#### Problem statement
Isolate every line in the records below with "query" in it.

#### Stored data entries
*** Block opens ***
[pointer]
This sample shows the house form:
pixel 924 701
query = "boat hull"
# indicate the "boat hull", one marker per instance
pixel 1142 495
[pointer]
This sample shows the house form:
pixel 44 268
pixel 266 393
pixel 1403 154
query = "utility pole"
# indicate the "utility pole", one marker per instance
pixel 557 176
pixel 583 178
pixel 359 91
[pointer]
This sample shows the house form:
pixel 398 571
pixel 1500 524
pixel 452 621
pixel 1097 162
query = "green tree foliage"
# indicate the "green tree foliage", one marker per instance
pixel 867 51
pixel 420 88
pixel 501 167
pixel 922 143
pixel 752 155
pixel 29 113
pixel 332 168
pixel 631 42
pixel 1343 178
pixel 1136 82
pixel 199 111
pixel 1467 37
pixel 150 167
*** Block closes ***
#### Output below
query = "boat hull"
query = "utility pole"
query = "green tree foliage"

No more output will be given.